Extracted text —
####

Home » RDBMS Server » Performance Tuning » Performance issue with long running query (Oracle 11i)
Performance issue with long running query [message #500825] Wed, 23 March 2011 14:52 Go to next message
prasadpsk
Messages: 4
Registered: March 2011
Junior Member
Hi,
I have a long running query like below which is taking around 1 hour to pull around 650k records for 1 day data.

SELECT DISTINCT customer_trx_line_id, customer_trx_id
FROM ra_cust_trx_line_gl_dist_all
WHERE last_update_date BETWEEN TO_DATE ('2011-01-28','yyyy-mm-dd HH24:MI:SS') AND TO_DATE ('2011-01-29','yyyy-mm-dd HH24:MI:SS')

On one particular day of 28th jan there are around 650K records created. There is an index exists on last_update_date column and the query is utilizing the index but still taking long time to execute. I need to pull the DISTINCT records. Without DISTINCT clause the query is executing fast but when trying to pull the DISTINCT records then the query is taking long time.
Any inputs/ideas to improve the performance of this query will be highly appreciated.

Thanks,
Prasad.
Re: Performance issue with long running query [message #500826 is a reply to message #500825] Wed, 23 March 2011 14:58 Go to previous messageGo to next message
Michel Cadot
Messages: 68716
Registered: March 2007
Location: Saint-Maur, France, https...

####

Data section —
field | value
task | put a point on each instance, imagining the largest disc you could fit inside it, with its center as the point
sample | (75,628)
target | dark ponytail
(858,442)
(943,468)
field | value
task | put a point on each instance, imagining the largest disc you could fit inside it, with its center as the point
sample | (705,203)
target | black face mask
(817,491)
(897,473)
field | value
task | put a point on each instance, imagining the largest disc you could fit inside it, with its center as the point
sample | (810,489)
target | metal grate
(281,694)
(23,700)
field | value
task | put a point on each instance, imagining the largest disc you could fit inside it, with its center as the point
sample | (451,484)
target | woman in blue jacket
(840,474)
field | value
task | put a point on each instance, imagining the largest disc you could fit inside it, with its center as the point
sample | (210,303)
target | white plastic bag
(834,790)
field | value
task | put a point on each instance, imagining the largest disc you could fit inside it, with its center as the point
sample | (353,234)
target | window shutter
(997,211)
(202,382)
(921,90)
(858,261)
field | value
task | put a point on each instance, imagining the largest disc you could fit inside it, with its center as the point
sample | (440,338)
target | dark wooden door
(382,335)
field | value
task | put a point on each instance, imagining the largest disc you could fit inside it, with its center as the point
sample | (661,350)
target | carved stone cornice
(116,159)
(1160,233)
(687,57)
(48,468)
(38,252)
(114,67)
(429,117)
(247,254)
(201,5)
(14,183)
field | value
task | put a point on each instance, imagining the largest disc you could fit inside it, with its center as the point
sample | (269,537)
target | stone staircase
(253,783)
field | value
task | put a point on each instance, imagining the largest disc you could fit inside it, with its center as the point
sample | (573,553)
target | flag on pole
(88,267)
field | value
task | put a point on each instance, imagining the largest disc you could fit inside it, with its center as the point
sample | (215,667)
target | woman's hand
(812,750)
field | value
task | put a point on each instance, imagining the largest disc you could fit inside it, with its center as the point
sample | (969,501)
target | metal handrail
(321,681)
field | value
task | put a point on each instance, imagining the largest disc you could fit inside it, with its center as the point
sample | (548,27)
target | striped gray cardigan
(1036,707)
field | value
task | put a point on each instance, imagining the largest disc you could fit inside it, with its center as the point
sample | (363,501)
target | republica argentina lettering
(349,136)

####

Stated goal 1 — Count the lines of the records that contain the word "woman", and give only the number.
Stated goal 2 — Write what comes next in the forum thread about the slow Oracle query, picking up right after its final line.

Final answer 1 — 2

Final answer 2 —
Senior Member
Account Moderator
Read http://www.orafaq.com/forum/mv/msg/84315/433888/102589/#msg_433888 and post the required information.

Regards
Michel
Re: Performance issue with long running query [message #500827 is a reply to message #500826] Wed, 23 March 2011 15:03 Go to previous messageGo to next message
prasadpsk
Messages: 4
Registered: March 2011
Junior Member
hi,
Here is the explain plan
Plan

SELECT STATEMENT ALL_ROWSCost: 13,661 Bytes: 25,476 Cardinality: 772
4 HASH UNIQUE Cost: 13,661 Bytes: 25,476 Cardinality: 772
3 FILTER
2 TABLE ACCESS BY INDEX ROWID TABLE AR.RA_CUST_TRX_LINE_GL_DIST_ALL Cost: 13,660 Bytes: 25,476 Cardinality: 772
1 INDEX RANGE SCAN INDEX AR.RA_LINE_GL_DIST_N1 Cost: 174 Cardinality: 46,892
Re: Performance issue with long running query [message #500834 is a reply to message #500825] Wed, 23 March 2011 16:31 Go to previous messageGo to next message
ma_appsdba
Messages: 4
Registered: March 2011
Junior Member
Try creating function based index on TO_DATE(last_update_date). Also, try creating concatenated index on customer_trx_line_id, customer_trx_id - if that helps (make sure stats are in place).
What is the DB version.
Re: Performance issue with long running query [message #500835 is a reply to message #500834] Wed, 23 March 2011 17:25 Go to previous messageGo to next message
ThomasG
Messages: 3212
Registered: April 2005
Location: Heilbronn, Germany
Senior Member
ma_appsdba wrote on Wed, 23 March 2011 22:31
Try creating function based index on TO_DATE(last_update_date)


The to_date would make no sense if last_update_date is a date column. An index on last_update_date might help, though. Depending on the way the data is selected normally perhaps even an function based index on TRUNC(last_update_date)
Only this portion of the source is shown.